* **Extract**:

....................

As of Dec. 31, 2012, Benitec had cash and cash equivalents totaling A$1.2 million.

Initiating the HCV clinical trial has been a key goal for Benitec since it topped off a major corporate turnaround late last year with the acquisition of Tacere Therapeutics, which was founded by former Benitec executives in 2006.

As reported by Gene Silencing News, despite a strong start in the RNAi therapeutics space with one of the field’s first US patents, Benitec nearly went out of business after a 2004 lawsuit against now-defunct rival Nucleonics proved more costly than expected.

That litigation was eventually dismissed and Benitec’s patent ultimately upheld, but in 2006 Benitec was forced to reorganize into a much smaller firm in its native Australia, shuttering its US operations and licensing its flagship HCV program to Tacere (GSN 10/12/2006).

Tacere had some success with the program, partnering the expressed RNAi-based HCV treatment TT-034 with Pfizer worldwide outside of Asia. But when the big pharma dropped its in-house oligonucleotide therapeutics efforts in 2011, it backed out of the Tacere arrangement.

Around that same time, the Asian licensee for the program, Oncolys Biopharma, also ended its involvement with Benitec.

By then, Benitec had found new funding and in October 2011 purchased Tacere and TT-034 for just under $1.5 million in stock — roughly 9.5 percent of the company at the time — and the promise of a cash royalty on future licensing revenues for TT-034 (GSN 11/11/2012).

With TT-034 now at the head of its pipeline, Benitec has set its sights on getting it into humans.

The firm said this week that the planned trial will be run in the US and will examine escalating, open-label doses of TT-034 in HCV-infected patients, with an “interim read on safety and efficacy within months of trial commencement.”

In a corporate update issued last week, Benitec noted that Tacere and Pfizer had already conducted all of the preclinical studies needed to file an investigational new drug application for TT-034 with US regulators when the acquisition closed.

These studies indicate that the drug, which comprises three shRNAs targeting three regions on the HCV genome, can completely eradicate the virus in “an industry standard model of the disease, and that the delivery vector is “capable of specifically targeting the liver and delivering TT-034 to virtually 100 percent of the liver cells,” without any apparent toxicity.

Benitec said that in December it hired contract research organization Synteract to guide the program through an upcoming requisite meeting with the National Institutes of Health's Recombinant DNA Advisory Committee and to handle the IND filing.

Benitec also reiterated previous guidance that, for the coming 12 months, TT-034 will remain its focus. However, the company did provide some new details last week about its other drug-development efforts.

Hepbarna, its hepatitis B therapy partnered with China’s Biomics Biotechnologies, has been tweaked to mimic TT-034’s design, Benitec said, in order to incorporate discoveries and advances made by Tacere and Pfizer in the HCV program.

“This involved defining three sequences that target highly conserved regions of the HBV polymerase gene and have high silencing efficacy in vitro; defining their target specificity activity and modifying the design to minimize any potential toxicity prior to in vivo testing; and establishment of a high-throughput assay system,” Benitec said.

Benitec said that wet age-related macular degeneration has become a “high priority” since the Tacere acquisition in light of that company’s work in the disease, although it did not provide any specifics related to development efforts.

Meanwhile, Benitec said it continues to advance its drug-resistant non-small cell lung cancer agent Tribetarna, with preclinical data showing that the drug’s beta III tubulin-targeting triple cassette “homes specifically to lung tumors from intravenous injection.” Studies optimizing an in vivo dosing regimen are underway.

The company noted that its neuropathic pain candidate Nervarna and oculopharyngeal muscular dystrophy treatment Pabparna are also moving forward through collaborations with academic investigators.

....................

* **Required actions**:
A – Return the passage of the Benitec article starting at "Meanwhile, Benitec said" and ending at "with academic investigators.", copied word for word.
B – Translate this sentence from the Benitec article into Spanish: "Around that same time, the Asian licensee for the program, Oncolys Biopharma, also ended its involvement with Benitec."

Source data
....................

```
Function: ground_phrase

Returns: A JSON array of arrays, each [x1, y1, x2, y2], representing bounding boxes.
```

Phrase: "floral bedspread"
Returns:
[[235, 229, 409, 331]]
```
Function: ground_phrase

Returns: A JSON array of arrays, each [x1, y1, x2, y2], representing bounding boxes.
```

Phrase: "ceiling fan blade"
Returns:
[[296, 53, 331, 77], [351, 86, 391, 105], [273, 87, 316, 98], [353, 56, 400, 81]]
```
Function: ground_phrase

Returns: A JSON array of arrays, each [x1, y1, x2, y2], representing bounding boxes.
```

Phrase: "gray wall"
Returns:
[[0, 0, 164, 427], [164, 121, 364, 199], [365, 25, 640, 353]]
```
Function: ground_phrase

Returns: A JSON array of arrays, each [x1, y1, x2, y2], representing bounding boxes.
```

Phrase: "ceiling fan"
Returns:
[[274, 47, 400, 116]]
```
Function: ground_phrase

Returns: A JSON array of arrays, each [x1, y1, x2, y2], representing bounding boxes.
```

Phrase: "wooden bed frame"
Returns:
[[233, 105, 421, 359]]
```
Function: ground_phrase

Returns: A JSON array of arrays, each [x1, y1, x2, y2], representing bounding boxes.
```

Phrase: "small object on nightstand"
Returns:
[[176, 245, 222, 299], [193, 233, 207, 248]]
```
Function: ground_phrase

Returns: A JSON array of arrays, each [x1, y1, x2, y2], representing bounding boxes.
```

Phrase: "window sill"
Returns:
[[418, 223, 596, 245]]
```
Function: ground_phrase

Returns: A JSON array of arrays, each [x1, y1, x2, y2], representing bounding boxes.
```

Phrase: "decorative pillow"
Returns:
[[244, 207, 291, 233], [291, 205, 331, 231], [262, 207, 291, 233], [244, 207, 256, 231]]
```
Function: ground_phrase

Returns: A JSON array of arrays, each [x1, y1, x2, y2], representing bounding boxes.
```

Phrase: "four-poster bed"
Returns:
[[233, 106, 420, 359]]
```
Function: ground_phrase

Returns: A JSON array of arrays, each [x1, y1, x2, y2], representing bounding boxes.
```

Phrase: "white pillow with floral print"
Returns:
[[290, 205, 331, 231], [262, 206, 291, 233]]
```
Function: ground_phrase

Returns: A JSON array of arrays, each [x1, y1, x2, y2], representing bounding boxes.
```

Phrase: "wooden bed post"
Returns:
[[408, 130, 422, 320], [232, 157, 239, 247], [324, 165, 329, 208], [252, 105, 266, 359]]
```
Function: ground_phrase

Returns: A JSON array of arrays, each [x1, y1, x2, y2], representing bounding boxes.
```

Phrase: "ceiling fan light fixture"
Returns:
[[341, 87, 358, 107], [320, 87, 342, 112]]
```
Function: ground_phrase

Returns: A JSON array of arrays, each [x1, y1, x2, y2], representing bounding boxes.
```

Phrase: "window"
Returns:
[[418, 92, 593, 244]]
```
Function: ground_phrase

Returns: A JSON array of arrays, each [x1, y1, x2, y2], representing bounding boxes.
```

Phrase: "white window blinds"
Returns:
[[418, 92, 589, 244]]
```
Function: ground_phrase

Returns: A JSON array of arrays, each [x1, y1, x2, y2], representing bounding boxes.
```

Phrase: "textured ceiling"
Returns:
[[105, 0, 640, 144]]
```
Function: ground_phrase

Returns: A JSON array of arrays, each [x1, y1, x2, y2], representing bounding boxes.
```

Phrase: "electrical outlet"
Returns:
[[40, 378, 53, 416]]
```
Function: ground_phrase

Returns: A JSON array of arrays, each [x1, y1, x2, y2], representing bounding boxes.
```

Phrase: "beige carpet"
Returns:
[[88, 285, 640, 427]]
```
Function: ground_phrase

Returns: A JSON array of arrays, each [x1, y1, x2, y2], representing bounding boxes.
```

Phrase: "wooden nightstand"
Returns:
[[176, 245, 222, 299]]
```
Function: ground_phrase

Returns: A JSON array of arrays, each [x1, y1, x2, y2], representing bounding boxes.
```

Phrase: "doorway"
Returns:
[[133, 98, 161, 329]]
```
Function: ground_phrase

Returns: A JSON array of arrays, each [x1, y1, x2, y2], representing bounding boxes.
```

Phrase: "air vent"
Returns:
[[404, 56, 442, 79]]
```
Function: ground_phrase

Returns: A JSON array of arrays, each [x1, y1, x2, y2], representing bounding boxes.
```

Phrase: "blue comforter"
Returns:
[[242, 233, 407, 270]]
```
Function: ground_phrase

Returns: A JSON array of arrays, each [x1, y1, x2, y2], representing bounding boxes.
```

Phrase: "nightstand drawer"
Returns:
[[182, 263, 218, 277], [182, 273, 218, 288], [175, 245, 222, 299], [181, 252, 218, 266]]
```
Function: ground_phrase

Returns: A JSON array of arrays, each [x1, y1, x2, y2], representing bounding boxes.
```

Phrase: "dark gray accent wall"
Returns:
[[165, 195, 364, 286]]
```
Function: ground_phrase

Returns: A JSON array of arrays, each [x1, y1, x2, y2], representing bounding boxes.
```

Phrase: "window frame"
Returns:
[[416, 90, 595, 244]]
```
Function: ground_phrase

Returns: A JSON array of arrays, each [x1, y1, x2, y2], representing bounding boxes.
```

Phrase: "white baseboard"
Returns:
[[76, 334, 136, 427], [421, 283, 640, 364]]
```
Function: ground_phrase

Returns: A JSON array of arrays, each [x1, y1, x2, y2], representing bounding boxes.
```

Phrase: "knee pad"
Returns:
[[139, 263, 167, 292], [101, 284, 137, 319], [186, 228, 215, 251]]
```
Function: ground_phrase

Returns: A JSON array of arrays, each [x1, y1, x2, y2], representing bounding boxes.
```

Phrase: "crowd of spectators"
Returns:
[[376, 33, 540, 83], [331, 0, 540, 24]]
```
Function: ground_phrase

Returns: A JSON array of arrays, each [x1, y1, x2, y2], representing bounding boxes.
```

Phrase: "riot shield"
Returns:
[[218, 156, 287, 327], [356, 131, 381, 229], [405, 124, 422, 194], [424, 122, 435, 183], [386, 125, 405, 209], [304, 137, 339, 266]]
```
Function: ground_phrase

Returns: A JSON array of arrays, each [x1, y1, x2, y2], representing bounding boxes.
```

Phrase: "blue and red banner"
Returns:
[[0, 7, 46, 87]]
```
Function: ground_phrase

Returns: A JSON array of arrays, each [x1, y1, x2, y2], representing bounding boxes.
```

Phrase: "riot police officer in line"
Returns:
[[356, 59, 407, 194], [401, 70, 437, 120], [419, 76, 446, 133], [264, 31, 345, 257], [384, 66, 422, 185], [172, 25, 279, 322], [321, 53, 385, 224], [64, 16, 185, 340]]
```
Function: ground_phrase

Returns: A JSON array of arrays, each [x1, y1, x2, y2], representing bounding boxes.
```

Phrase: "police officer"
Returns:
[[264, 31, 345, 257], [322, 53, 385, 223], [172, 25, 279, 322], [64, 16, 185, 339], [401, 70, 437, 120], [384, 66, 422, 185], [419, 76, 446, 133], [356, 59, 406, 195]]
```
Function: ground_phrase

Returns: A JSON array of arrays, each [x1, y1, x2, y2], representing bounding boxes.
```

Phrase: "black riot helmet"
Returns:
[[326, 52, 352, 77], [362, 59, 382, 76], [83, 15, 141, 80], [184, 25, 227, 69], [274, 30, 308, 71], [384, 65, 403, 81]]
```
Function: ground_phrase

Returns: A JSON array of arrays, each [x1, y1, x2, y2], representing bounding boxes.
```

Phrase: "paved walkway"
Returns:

....................

* **Answers by item**:
A –
Meanwhile, Benitec said it continues to advance its drug-resistant non-small cell lung cancer agent Tribetarna, with preclinical data showing that the drug’s beta III tubulin-targeting triple cassette “homes specifically to lung tumors from intravenous injection.” Studies optimizing an in vivo dosing regimen are underway.

The company noted that its neuropathic pain candidate Nervarna and oculopharyngeal muscular dystrophy treatment Pabparna are also moving forward through collaborations with academic investigators.

B – Por esas mismas fechas, el licenciatario asiático del programa, Oncolys Biopharma, también puso fin a su participación con Benitec.